* _SFIDA 1_
Trascrivi come lista JSON di stringhe, una per riga e senza le righe vuote, i record dalla riga che contiene "Identify each instance of the ornate" fino alla fine dei record, estremi inclusi.

* _SEZIONE DEL DOCUMENTO_
──────

Io mi chiamo Matteo Marchi, ho 34 anni, pochi capelli e tanta barba; di mestiere faccio il fotografo (o perlomeno così dice la gente), e sono alla mia seconda Olimpiade. Ho seguito qui a Rio “solo” i tornei di basket maschili e femminili, ma vi posso assicurare che basta e avanza, come impegno. Se per voi 46 (QUARANTASEI) partite in 2 settimane sono poche….. alzo le mani.
Faccio foto di basket da una vita, grazie alla grande famiglia Ciamillo-Castoria, e nel mio palmares ho 2 Olimpiadi, 4 Europei maschili, 3 Europei Femminili, 2 Mondiali maschili, 2 Mondiali femminili, 30 Europei giovanili e tanto altro. Il mio sogno è di diventare un fotografo NBA… un po’ come tutti voi che sognate di trombarvi Scarlett Johansson a bordo di una Opel Vectra nera. Le probabilità che succeda davvero sono le stesse.
Terminata questa patetica introduzione, eccomi qua a rendervi partecipi di tutto ciò che mi è capitato a Rio de Janeiro. Ecco, FERMI TUTTI. MA PROPRIO FERMI EH. So a cosa pensate. State pensando esattamente “che culo che ha, è stato a Rio 21 giorni, tra caipiriGNE, spiagge, culi di lusso, alberghi sodi, transessuali di dubbio gusto, insomma tutto ciò che farebbe un appassionato di basket a Rio!”.
VI SBAGLIATE DI GROSSO.
Sono riuscito nel clamoroso record di non vedere una fava di niente, se non Ipanema per 15 minuti il giorno del rientro a casa.
La giornata tipo (e che ve lo dico a fare…) era CAMERA HOTEL-COLAZIONE HOTEL-PULLMAN-PALAZZO-PULLMAN-CENA HOTEL-CAMERA HOTEL.
Soprattutto grazie al fatto che il Parco Olimpico è stato costruito abbastanza lontanino dal centro di Rio e da Copacabana (come se le Olimpiadi fossero a Bologna e le strutture sportive a Parma, per intenderci), era impossibile poter fare anche solo del normalissimo turismo sessuale, senza contare il fatto che l’ultima simpatica partita aveva inizio alle simpatiche 22.30 locali, per scelta dei simpaticissimi americani della NBC TV.
A questo punto, direte voi, basta lamentarti! Lo faccio ancora solo per due minuti, giuro: organizzazione generale, trasporti, affidabilità, c***i e mazzi….la riassumo con una frase sola:
Ragazzi, in Brasile andateci in ferie, non a lavorare.

──────

* _RIGHE_
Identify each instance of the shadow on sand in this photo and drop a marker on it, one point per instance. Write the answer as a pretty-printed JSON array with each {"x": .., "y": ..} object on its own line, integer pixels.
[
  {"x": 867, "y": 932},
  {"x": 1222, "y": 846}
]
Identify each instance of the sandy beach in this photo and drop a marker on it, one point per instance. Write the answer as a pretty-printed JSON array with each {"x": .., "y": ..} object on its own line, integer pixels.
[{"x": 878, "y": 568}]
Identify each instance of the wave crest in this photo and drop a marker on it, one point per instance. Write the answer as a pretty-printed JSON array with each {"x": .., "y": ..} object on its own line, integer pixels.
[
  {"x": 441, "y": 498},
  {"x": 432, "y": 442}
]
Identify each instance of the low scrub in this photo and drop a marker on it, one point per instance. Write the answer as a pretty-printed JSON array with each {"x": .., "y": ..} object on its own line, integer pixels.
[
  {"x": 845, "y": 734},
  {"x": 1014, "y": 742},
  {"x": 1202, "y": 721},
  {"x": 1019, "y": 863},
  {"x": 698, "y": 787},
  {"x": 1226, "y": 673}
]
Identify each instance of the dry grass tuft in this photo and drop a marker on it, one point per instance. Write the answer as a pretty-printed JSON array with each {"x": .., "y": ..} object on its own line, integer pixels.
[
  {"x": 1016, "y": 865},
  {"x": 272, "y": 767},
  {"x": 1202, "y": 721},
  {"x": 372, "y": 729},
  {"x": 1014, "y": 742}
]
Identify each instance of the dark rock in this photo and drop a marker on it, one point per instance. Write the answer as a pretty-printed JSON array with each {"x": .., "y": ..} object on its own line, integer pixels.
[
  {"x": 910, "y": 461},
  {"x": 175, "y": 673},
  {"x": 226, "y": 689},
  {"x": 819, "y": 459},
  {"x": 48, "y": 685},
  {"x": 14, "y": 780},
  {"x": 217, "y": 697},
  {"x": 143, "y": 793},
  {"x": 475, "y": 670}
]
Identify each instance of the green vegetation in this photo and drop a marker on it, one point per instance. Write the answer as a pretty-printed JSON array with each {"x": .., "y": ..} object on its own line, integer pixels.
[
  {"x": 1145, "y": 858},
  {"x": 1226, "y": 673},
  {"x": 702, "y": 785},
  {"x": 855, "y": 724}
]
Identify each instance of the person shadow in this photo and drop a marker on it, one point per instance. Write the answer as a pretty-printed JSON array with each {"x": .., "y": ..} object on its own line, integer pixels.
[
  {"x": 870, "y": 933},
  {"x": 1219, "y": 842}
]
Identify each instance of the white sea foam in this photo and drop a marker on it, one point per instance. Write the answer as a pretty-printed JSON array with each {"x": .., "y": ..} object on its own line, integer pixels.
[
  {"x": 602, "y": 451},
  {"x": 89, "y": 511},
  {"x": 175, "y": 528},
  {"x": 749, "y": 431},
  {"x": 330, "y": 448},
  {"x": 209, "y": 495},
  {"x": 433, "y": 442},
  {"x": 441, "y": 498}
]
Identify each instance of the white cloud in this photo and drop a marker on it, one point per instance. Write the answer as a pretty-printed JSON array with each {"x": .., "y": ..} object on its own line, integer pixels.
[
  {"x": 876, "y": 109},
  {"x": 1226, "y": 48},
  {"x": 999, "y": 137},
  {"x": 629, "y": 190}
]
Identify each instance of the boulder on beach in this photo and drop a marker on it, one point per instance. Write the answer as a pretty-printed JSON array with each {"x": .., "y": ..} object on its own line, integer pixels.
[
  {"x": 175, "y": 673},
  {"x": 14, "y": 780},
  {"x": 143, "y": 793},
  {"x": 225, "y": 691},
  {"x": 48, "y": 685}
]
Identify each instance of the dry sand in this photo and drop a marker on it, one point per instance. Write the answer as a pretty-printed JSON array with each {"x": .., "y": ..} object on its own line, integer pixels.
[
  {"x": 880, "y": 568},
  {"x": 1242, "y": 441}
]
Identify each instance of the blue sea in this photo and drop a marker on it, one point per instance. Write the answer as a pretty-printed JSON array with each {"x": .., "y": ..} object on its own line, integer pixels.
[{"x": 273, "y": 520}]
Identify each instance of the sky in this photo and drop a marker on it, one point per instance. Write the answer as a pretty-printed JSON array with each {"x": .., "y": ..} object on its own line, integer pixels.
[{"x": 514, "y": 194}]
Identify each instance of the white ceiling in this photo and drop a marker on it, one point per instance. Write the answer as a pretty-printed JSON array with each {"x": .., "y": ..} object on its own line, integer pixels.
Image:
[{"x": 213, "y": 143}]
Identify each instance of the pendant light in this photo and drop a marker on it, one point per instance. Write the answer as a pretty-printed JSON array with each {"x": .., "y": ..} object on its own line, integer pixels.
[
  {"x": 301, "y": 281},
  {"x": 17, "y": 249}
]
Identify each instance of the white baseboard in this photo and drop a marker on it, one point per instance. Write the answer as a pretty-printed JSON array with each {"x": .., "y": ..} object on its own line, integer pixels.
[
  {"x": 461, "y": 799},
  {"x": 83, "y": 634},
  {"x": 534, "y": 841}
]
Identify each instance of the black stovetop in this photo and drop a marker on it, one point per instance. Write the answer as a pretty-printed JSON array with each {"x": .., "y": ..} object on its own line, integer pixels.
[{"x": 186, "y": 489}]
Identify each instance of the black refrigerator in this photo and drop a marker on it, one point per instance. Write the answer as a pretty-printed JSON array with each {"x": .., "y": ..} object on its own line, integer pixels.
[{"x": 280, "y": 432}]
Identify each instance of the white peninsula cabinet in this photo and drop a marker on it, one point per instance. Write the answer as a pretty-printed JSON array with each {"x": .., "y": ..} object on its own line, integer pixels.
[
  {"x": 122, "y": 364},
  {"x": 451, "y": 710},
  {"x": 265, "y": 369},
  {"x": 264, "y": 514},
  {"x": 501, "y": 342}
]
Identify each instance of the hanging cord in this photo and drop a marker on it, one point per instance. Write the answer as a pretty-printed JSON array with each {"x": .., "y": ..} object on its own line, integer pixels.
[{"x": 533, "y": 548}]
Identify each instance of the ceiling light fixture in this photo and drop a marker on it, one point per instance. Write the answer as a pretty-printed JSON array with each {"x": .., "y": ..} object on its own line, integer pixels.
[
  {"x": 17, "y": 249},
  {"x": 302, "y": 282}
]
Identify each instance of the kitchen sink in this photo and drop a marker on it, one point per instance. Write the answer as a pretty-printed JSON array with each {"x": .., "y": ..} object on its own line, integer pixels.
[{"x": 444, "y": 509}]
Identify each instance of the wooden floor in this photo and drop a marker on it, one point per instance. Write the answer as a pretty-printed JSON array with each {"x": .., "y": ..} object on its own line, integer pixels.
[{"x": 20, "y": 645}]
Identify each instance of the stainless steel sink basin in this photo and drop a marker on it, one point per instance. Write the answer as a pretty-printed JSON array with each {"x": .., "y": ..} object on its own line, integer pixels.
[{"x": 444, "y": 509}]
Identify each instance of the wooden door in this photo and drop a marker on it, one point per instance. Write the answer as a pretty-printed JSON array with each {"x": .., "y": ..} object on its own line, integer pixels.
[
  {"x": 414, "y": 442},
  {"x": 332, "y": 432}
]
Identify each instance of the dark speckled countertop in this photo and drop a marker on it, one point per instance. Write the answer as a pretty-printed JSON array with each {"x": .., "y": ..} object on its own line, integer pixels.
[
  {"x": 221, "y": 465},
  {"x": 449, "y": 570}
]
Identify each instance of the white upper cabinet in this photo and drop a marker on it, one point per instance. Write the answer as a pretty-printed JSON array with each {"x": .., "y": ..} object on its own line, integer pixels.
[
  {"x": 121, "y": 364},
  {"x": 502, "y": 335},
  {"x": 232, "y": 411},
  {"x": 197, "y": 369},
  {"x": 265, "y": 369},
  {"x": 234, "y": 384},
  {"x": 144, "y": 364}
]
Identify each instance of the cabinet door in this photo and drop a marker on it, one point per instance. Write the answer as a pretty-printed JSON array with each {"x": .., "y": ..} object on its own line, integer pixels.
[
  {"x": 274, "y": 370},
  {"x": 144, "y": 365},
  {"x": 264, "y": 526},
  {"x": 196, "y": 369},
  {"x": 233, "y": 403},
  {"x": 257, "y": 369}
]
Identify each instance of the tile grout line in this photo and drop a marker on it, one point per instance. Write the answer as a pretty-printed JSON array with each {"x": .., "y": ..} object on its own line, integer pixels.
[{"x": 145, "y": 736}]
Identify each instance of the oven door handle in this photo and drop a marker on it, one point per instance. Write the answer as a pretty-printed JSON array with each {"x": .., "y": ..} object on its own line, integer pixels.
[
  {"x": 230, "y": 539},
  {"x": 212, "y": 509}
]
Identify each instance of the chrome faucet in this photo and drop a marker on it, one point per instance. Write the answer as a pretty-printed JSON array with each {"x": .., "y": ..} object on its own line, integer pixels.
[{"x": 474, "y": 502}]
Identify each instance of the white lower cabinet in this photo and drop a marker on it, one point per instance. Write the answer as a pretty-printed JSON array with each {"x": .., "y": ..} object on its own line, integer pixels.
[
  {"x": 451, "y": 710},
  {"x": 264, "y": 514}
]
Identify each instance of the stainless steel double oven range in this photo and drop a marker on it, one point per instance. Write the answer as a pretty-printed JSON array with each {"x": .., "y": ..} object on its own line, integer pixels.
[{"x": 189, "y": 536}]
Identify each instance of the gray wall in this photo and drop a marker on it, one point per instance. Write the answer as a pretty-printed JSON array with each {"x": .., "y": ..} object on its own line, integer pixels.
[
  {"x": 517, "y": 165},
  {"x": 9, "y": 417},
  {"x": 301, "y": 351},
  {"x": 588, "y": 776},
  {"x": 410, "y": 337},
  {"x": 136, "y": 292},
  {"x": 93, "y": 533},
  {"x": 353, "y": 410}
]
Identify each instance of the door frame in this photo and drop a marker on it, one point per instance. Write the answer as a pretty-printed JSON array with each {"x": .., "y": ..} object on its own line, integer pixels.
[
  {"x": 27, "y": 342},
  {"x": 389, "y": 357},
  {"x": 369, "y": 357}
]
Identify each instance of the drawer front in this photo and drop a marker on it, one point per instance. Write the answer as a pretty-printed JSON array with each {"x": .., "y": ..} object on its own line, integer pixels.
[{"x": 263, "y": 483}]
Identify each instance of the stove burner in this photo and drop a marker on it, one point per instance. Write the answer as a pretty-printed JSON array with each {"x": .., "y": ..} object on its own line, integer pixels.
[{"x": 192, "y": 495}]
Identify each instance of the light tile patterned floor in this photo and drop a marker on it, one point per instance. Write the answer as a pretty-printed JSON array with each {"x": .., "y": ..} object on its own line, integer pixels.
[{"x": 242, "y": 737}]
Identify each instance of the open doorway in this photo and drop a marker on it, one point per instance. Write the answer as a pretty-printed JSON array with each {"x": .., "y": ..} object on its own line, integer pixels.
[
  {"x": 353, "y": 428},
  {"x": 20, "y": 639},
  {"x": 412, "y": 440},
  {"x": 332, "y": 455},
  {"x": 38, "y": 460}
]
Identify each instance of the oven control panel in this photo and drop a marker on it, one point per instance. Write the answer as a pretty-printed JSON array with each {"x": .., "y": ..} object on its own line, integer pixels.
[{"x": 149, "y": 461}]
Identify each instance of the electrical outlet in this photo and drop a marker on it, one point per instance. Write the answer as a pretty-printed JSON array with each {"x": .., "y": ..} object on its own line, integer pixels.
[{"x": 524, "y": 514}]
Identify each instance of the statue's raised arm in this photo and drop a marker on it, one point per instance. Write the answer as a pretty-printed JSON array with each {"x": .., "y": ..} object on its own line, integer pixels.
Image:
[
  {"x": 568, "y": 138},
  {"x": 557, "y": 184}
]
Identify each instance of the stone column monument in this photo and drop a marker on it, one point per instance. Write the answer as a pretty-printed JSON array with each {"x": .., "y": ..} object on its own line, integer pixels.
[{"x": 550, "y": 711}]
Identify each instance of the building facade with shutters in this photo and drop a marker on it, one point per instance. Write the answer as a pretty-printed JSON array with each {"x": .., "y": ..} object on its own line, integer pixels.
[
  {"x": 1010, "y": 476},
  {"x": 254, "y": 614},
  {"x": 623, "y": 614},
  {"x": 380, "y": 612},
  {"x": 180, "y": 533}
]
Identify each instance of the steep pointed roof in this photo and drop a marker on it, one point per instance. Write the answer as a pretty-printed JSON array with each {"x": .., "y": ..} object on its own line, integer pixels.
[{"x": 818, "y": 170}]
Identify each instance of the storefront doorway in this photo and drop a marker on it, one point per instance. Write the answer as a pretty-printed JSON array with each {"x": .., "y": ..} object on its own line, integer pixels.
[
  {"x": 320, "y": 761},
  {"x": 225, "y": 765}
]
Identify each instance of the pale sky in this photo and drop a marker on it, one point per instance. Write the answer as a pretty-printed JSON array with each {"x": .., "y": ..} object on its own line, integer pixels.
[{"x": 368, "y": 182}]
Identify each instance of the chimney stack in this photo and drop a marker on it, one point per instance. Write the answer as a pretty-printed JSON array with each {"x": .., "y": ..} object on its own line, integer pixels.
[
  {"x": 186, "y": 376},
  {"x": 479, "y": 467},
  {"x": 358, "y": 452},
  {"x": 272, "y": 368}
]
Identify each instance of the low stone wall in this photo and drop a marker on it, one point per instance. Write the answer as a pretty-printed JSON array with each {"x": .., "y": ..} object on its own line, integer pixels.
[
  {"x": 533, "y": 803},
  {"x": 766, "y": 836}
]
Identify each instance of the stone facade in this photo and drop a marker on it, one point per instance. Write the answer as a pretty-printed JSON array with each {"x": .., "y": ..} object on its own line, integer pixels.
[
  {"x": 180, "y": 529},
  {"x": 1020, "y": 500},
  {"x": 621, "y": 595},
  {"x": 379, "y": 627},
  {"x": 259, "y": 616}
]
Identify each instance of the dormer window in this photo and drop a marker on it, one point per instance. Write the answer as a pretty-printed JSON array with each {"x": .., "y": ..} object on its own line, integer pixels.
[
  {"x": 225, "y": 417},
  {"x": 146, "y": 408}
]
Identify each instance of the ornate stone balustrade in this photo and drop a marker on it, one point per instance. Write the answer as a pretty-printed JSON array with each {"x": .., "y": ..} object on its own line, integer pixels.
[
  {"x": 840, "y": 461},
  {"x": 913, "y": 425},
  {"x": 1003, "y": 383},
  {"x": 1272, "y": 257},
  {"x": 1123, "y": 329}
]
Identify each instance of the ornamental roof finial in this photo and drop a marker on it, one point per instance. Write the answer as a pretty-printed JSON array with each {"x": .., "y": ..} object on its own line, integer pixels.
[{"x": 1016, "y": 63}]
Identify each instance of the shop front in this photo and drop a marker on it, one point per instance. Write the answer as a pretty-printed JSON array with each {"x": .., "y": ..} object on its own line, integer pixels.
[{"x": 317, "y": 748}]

──────

* _SFIDA 2_
Elenca tutte le manifestazioni che il testo sul fotografo a Rio inserisce nel suo palmares, ciascuna con il numero indicato.

* _SOLUZIONE SCRITTA 1_
[
  "Identify each instance of the ornate stone balustrade in this photo and drop a marker on it, one point per instance. Write the answer as a pretty-printed JSON array with each {\"x\": .., \"y\": ..} object on its own line, integer pixels.",
  "[",
  "  {\"x\": 840, \"y\": 461},",
  "  {\"x\": 913, \"y\": 425},",
  "  {\"x\": 1003, \"y\": 383},",
  "  {\"x\": 1272, \"y\": 257},",
  "  {\"x\": 1123, \"y\": 329}",
  "]",
  "Identify each instance of the ornamental roof finial in this photo and drop a marker on it, one point per instance. Write the answer as a pretty-printed JSON array with each {\"x\": .., \"y\": ..} object on its own line, integer pixels.",
  "[{\"x\": 1016, \"y\": 63}]",
  "Identify each instance of the shop front in this photo and drop a marker on it, one point per instance. Write the answer as a pretty-printed JSON array with each {\"x\": .., \"y\": ..} object on its own line, integer pixels.",
  "[{\"x\": 317, \"y\": 748}]"
]

* _SOLUZIONE SCRITTA 2_
- 2 Olimpiadi
- 4 Europei maschili
- 3 Europei femminili
- 2 Mondiali maschili
- 2 Mondiali femminili
- 30 Europei giovanili